Starting at the line with "Target: blue background", copy each line through the last one below exactly as written, without any pictures.

_RECORDS SUPPLIED_.
====

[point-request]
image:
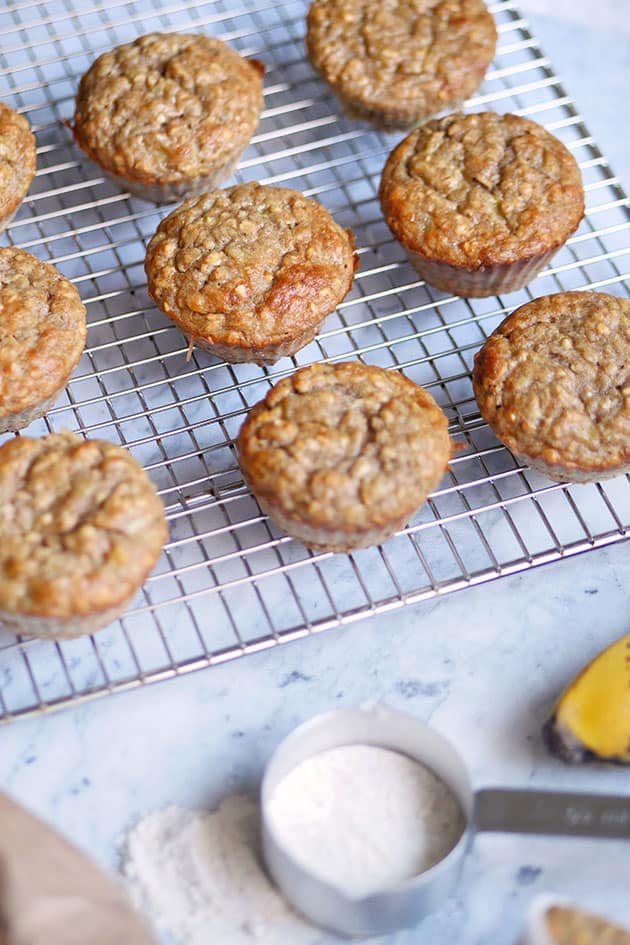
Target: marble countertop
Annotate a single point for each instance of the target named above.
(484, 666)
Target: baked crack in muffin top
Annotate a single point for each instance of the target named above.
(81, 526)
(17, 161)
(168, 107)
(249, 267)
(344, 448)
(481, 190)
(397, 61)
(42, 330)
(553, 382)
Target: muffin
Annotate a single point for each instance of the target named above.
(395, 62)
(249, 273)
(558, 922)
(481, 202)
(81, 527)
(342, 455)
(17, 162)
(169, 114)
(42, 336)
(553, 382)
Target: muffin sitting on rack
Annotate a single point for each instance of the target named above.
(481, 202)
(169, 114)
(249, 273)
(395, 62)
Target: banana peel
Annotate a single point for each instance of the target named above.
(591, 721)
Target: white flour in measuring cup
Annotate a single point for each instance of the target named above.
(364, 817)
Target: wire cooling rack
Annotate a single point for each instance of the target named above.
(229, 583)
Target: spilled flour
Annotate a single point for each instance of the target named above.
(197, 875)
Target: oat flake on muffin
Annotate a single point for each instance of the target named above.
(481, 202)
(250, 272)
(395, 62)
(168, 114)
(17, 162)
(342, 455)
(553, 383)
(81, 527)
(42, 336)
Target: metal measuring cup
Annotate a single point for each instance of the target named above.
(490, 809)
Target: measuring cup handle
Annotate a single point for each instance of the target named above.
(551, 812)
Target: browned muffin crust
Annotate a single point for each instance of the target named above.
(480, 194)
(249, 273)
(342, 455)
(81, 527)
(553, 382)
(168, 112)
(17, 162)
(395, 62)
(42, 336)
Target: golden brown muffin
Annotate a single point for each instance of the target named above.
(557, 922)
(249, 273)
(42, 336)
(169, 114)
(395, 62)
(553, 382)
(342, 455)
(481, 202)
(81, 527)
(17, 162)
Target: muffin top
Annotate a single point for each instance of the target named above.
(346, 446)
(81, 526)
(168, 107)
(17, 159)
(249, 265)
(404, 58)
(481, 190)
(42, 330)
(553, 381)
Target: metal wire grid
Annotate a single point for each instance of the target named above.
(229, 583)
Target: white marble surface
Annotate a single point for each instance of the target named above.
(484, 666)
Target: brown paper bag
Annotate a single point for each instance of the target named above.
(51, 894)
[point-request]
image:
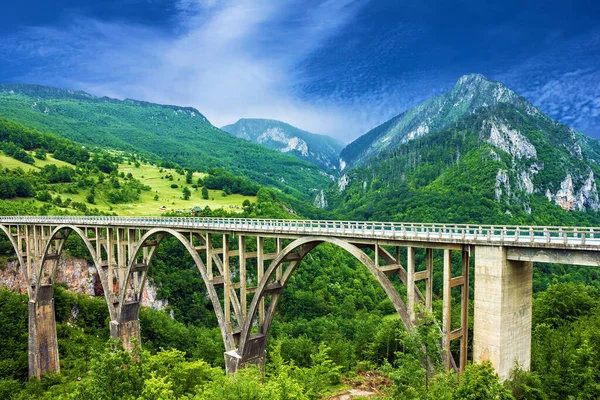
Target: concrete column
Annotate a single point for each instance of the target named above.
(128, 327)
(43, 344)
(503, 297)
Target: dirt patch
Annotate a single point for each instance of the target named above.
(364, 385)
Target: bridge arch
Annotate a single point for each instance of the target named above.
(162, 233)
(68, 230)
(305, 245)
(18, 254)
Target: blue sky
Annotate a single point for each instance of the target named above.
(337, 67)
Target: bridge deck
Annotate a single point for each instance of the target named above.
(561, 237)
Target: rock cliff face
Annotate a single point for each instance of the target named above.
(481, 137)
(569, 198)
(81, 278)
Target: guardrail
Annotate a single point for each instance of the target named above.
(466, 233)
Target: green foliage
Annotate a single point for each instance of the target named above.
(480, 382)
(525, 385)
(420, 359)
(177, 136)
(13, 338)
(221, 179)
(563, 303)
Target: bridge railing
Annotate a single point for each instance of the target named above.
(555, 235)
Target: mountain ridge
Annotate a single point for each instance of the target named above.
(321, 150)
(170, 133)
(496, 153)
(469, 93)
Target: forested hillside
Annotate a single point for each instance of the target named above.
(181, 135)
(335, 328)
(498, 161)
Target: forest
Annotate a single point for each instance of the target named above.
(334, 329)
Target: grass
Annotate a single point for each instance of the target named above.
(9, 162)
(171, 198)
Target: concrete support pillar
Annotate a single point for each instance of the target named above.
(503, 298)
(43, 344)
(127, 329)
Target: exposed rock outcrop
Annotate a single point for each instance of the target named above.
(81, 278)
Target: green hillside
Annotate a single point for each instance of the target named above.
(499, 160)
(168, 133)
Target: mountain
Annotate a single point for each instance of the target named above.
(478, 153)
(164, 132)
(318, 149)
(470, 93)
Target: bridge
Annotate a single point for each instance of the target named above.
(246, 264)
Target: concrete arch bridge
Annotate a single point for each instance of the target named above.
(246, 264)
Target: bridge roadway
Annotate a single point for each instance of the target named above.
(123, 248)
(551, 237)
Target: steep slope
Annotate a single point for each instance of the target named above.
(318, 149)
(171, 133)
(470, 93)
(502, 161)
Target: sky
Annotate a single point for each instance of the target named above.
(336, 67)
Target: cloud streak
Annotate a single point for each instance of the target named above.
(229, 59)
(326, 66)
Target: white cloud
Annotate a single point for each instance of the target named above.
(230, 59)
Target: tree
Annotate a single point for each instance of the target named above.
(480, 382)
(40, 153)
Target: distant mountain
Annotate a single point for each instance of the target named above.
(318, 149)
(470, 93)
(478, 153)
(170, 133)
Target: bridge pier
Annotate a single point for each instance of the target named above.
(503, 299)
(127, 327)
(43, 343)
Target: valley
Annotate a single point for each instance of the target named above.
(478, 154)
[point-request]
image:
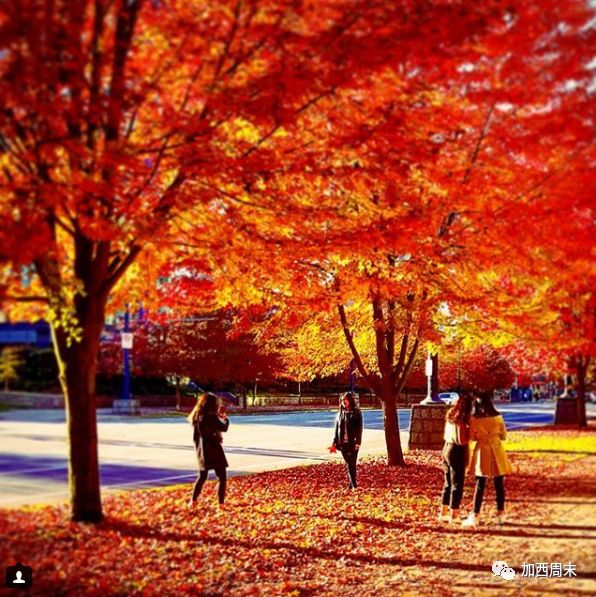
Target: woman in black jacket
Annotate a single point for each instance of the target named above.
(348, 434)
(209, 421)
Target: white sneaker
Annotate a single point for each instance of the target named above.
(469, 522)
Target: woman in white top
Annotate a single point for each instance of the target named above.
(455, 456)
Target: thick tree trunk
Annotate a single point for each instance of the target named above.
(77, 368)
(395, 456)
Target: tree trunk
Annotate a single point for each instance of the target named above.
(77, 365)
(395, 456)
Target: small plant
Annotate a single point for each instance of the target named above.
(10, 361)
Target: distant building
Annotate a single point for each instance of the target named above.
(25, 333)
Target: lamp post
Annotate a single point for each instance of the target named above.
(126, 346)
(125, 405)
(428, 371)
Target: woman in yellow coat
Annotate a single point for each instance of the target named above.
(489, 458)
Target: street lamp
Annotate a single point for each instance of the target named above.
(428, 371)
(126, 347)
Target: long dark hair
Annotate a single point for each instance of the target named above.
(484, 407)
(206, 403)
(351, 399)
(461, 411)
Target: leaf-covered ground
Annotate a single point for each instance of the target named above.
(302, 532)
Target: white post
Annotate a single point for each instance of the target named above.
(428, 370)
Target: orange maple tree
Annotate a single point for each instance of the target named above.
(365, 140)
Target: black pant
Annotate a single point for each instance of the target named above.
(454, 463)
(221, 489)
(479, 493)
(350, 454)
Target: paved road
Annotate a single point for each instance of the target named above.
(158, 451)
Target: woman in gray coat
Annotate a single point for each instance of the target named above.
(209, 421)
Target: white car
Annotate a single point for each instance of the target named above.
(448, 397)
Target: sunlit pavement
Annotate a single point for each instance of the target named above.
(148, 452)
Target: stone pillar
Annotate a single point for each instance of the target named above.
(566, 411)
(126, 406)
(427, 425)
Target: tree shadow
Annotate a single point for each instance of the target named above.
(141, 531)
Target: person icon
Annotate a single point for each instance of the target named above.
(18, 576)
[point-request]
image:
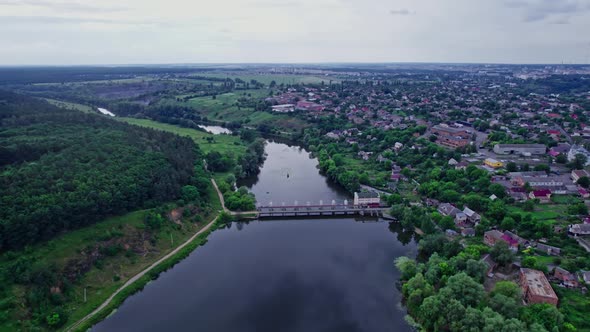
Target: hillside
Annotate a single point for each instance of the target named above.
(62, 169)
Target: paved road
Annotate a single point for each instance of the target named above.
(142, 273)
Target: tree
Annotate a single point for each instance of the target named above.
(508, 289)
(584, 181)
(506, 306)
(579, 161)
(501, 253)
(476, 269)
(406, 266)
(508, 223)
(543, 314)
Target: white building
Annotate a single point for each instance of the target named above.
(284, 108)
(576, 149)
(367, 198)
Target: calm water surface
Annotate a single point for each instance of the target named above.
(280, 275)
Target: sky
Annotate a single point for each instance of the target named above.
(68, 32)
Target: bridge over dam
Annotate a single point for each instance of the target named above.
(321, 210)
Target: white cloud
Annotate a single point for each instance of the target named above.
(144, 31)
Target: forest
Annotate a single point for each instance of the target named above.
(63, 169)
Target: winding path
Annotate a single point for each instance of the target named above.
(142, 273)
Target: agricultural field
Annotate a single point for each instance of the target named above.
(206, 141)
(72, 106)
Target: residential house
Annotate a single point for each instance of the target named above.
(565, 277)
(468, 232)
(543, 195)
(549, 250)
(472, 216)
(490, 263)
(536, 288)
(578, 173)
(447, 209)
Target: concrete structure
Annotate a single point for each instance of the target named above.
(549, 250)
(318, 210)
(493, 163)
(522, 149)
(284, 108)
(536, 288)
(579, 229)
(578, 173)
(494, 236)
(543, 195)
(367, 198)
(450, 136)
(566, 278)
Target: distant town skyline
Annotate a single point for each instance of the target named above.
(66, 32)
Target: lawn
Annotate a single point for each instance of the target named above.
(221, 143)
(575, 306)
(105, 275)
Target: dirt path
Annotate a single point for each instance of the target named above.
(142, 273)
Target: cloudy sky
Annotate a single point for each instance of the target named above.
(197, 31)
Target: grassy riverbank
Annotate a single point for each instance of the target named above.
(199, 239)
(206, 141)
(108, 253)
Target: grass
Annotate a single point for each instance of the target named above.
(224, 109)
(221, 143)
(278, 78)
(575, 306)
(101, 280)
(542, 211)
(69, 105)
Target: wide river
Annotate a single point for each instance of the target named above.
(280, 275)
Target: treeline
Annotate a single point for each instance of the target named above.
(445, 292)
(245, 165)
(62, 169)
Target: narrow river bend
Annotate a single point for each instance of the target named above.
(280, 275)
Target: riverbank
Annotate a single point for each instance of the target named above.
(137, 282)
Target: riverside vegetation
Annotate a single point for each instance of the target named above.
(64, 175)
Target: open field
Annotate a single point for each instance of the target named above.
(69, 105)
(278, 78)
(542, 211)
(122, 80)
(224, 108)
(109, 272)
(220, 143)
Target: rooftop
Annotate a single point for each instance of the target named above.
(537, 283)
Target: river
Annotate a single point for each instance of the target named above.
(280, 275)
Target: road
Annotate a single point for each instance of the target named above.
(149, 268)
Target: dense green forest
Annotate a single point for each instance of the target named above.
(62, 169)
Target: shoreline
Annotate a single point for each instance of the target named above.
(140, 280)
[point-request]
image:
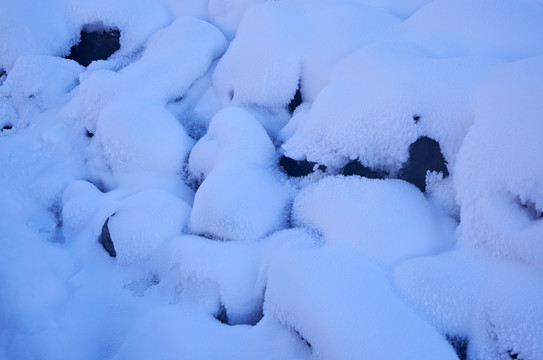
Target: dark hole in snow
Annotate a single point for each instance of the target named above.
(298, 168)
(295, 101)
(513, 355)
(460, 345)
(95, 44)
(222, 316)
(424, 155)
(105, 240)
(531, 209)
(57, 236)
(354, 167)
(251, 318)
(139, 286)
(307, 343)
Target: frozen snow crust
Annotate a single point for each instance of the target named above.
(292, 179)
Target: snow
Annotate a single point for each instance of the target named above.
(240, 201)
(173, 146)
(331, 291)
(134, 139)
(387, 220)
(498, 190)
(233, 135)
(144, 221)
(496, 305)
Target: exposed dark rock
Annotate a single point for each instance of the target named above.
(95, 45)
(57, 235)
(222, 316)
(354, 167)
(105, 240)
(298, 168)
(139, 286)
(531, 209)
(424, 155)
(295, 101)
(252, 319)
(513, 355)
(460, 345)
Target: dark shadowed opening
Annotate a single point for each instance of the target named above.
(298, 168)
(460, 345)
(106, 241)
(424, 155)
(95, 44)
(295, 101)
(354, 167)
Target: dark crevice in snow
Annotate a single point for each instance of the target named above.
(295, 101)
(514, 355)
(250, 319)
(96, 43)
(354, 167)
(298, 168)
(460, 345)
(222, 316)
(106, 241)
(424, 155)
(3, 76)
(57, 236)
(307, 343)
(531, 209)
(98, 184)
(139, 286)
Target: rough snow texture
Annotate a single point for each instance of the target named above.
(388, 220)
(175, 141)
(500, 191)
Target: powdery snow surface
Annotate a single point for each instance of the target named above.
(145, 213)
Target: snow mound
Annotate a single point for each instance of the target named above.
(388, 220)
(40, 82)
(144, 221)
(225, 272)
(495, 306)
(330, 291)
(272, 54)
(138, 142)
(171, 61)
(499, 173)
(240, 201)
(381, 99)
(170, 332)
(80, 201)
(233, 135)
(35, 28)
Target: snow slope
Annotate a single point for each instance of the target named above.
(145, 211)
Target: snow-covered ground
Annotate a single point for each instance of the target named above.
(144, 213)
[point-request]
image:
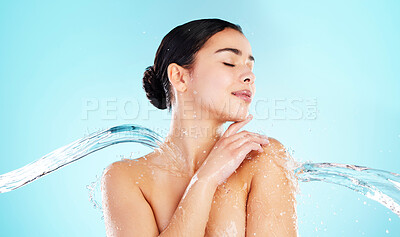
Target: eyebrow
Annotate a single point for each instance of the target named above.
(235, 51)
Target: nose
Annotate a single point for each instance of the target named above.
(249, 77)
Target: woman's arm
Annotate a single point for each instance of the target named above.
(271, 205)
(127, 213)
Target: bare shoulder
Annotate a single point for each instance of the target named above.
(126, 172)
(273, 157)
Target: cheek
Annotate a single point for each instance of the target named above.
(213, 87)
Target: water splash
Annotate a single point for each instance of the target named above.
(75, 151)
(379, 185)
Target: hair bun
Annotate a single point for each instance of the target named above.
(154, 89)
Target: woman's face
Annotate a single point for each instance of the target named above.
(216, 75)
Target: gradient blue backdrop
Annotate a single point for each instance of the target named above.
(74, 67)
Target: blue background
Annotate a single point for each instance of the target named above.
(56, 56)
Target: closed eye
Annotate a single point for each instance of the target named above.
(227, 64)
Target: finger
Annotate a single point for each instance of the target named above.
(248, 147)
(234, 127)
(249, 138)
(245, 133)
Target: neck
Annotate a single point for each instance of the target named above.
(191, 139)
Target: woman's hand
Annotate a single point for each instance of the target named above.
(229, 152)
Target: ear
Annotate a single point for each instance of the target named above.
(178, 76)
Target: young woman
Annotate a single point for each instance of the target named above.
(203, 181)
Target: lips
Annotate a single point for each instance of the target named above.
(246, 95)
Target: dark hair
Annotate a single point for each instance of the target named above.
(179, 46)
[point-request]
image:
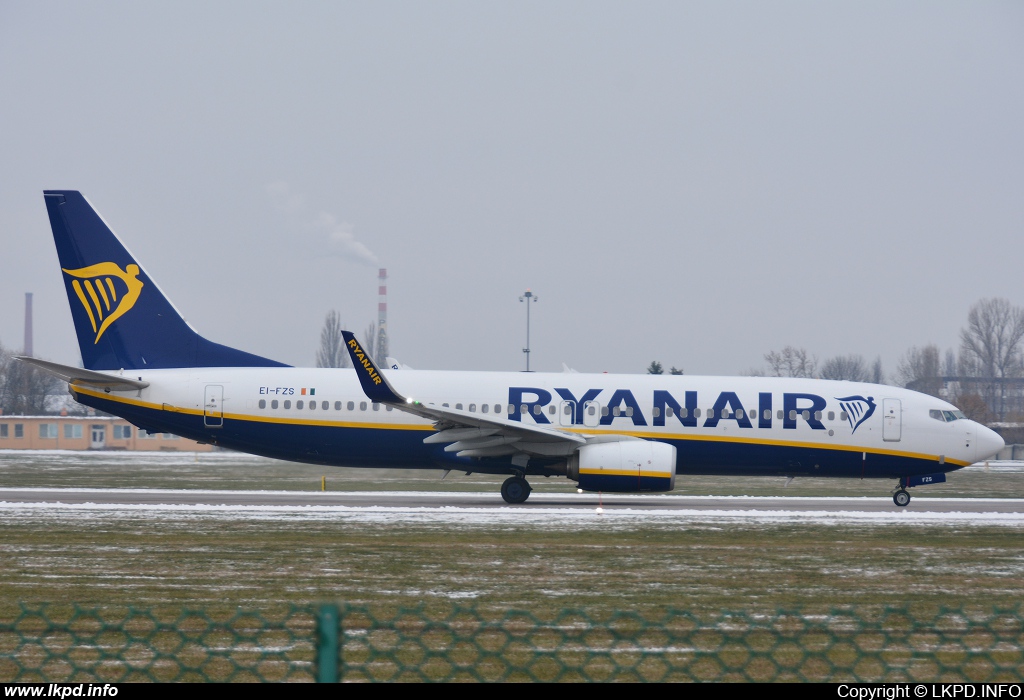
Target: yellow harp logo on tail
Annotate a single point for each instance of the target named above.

====

_TASK RESPONSE_.
Target: blue background
Annotate a single point for each instance of the target named above.
(56, 56)
Target: closed eye
Annotate a single point for each instance of the target named above.
(227, 64)
Target: finger
Annotate a single point for each instance of the target named above.
(248, 147)
(234, 127)
(249, 138)
(245, 133)
Target: neck
Annotate a single point for each instance of the target named above.
(191, 139)
Target: woman's hand
Annotate a single point for each instance of the target named above.
(229, 152)
Target: ear
Annotate a single point for each instance of the target named above.
(178, 76)
Target: young woman
Annotate a single point for each instance of the target named above.
(203, 181)
Target: lips
Annotate a single point for each instance of the target named above.
(246, 95)
Target: dark hair
Annotate a single point for each instance of the target named above.
(179, 46)
[point-request]
image:
Target: yellow harp logo on tail
Annotate a single point for each instance of the target named above.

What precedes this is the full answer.